▶ [Instructions for the task]: Each entry that follows should be retyped exactly.

▶ [Data for processing]:
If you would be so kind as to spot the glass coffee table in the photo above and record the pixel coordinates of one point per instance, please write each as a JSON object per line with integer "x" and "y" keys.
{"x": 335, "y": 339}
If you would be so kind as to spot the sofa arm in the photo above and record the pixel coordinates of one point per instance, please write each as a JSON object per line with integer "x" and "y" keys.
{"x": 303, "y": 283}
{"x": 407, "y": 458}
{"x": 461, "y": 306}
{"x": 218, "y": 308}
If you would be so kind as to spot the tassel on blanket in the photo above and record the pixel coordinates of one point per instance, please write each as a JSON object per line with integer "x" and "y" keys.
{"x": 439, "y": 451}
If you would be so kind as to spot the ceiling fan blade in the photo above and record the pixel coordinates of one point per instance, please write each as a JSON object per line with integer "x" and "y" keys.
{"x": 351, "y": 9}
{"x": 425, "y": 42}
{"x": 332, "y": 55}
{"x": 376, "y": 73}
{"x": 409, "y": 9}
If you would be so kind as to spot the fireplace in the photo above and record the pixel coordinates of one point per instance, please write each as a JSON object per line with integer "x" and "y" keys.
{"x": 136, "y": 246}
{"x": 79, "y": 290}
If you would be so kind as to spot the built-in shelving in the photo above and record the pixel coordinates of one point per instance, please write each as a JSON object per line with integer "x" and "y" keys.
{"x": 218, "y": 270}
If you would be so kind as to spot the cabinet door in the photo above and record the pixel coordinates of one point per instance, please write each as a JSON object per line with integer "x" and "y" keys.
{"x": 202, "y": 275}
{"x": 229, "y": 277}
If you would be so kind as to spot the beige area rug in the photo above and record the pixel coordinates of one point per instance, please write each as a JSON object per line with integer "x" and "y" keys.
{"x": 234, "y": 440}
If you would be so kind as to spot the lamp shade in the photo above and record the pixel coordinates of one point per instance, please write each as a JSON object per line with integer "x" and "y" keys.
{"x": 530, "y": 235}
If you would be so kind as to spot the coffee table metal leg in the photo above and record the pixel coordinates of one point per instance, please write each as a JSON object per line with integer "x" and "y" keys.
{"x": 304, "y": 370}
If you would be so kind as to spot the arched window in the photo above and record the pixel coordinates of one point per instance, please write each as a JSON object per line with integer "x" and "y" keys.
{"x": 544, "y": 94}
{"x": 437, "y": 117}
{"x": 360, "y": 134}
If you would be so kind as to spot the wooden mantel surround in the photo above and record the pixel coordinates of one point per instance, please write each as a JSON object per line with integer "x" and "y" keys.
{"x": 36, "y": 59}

▶ [Answer below]:
If you would be so kind as to spot the glass coffee table in the photo above and record the pixel coordinates of one point per instance, please write each as a JSON object per line with integer "x" and "y" keys.
{"x": 335, "y": 339}
If you would be so kind as to spot the sofa arm in the photo above and record the pixel coordinates of one point per instance, please write each as a JSON object per line with integer "x" and "y" keys.
{"x": 303, "y": 283}
{"x": 407, "y": 458}
{"x": 461, "y": 306}
{"x": 218, "y": 308}
If you would be so kind as to spot the tassel on blanket in the photo above and record the pixel coordinates of one point per instance, please write each as a JSON object per line with integer "x" and "y" keys.
{"x": 439, "y": 451}
If you would be so kind as to spot the ceiling fan blade in the photo above and record the pixel coordinates of one point per instance, please write each as a JSON object per line with integer "x" and "y" keys.
{"x": 351, "y": 9}
{"x": 425, "y": 42}
{"x": 332, "y": 55}
{"x": 376, "y": 73}
{"x": 409, "y": 9}
If you would be so kind as to spot the fireplace in the photo above and record the pixel coordinates of one point per instance, please write each as a JSON object per line with integer "x" and "y" keys.
{"x": 136, "y": 246}
{"x": 79, "y": 290}
If you would be so kind as to spot the built-in shelving in the photo above and record the pixel coordinates of one point per instance, please write each as a JSON object per line with integer "x" and "y" keys.
{"x": 218, "y": 270}
If you would be so kind as to spot the cabinet door in the photo above and record the pixel coordinates of one point per instance, please write each as a JSON object per line with integer "x" and "y" keys.
{"x": 202, "y": 275}
{"x": 229, "y": 277}
If you would be so kind as to spot the beige area rug in the photo above and record the pixel coordinates of one point per instance, please write each as a JSON object per line with integer "x" and "y" keys.
{"x": 234, "y": 440}
If you would be so kind as to spot the lamp shade in the photo above and record the pixel coordinates of one point per instance, please write each as a JSON object per line with integer "x" and "y" keys.
{"x": 530, "y": 235}
If you would be so kind as to spot the coffee table metal leg in the photo above and record the pixel coordinates of one point per instance, please write each as a JSON object per line with integer "x" and "y" keys.
{"x": 304, "y": 370}
If you would be so kind as to spot the arched window in the photo above and record the pixel coordinates of one point per instance, please write each as a JSON object per line with integer "x" and "y" keys.
{"x": 544, "y": 94}
{"x": 437, "y": 117}
{"x": 360, "y": 134}
If you would be so kind as to spot the wooden mantel surround in the photo above and record the pixel coordinates of one point per instance, please write each as a JSON object per line with integer "x" and "y" keys.
{"x": 36, "y": 59}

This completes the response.